**ИСХОДНЫЙ ТЕКСТ:**
-=-=-=-=-

С опорой на диафрагму

Александр Волков 8
Когда я начал работать в «Советской России», первое время жил в гостинице «Минск» на ул. Горького. Как-то всем отделом устроили там небольшой, как теперь сказали бы, корпоратив – для сплочения коллектива. Когда расходились, я пошел проводить единственную нашу женщину Светлану Ярмолюк. Шли потихоньку по этой центральной улице и дошли до Пушкинской площади. И вдруг навстречу нам шагнул пожилой, как тогда казалось, мужчина, ну, может, лет шестидесяти, остановил нас.

  - Молодые люди,  не могли бы вы меня выслушать, со мной произошло нечто совершенно необыкновенное…

  Он был явно взволнован, лицо раскраснелось, а говорил как-то растерянно и застенчиво, даже виновато - извинялся, что задерживает нас. Но мы никуда не торопились и, согласившись его послушать, шагнули к скамеечке, что стояла «спиной» к родным для меня «Известиям». Постараюсь передать его рассказ, как он мне запомнился.

  - Я был сейчас в ресторане  у Бороды, в Доме актера. Там, где-то ближе к выходу, сидел молодой человек и лениво тренькал на гитаре, что-то мурлыкал себе под нос. Меня почему-то это раздражало. Знаете, я двадцать лет проработал в Большом театре, и мне неприятно такое вот небрежное отношение к музыке, пению, поэтому, уже выходя из зала, даже неожиданно для себя я остановился около этого молодого человека и сделал ему замечание. Сказал что-то такое, мол, уж если взял гитару и запел, так надо петь, как следует. А то слушать тошно! Он говорит: а как это «как следует»? Ну, я всерьез начал объяснять, мол, с опорой на диафрагму и так далее. А он: «Вот так, старик?» Распрямился и выдал мощным, чистым таким баритоном, красивым до удивления: «О, куртизаны!»

Понимаете, я двадцать лет проработал в Большом театре, слышал, конечно, знаменитых больших певцов, но я был потрясен этим голосом! Это было так неожиданно! Красиво, сильно! Я сразу понял, что он мог бы исполнить любую трудную оперную арию – с таким-то голосом, да с такой мощной энергией, выразительностью. Кто он – не знаю. Я потрясен, но я его не знаю, а он не рассказал!

-=-=-=-=-

**ИСХОДНЫЕ СТРОКИ:**
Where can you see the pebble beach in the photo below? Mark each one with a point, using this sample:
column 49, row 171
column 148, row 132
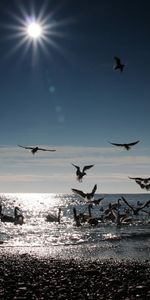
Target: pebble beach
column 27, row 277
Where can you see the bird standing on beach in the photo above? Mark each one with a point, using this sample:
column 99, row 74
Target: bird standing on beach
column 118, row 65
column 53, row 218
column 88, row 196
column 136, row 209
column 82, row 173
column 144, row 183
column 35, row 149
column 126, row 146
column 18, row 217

-=-=-=-=-

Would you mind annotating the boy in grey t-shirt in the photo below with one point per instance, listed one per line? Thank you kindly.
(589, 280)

-=-=-=-=-

**ЗАДАНИЕ:** Сколько лет, по словам пожилого мужчины из текста «С опорой на диафрагму», он проработал в Большом театре?

**РЕШЕНИЕ:** Двадцать лет.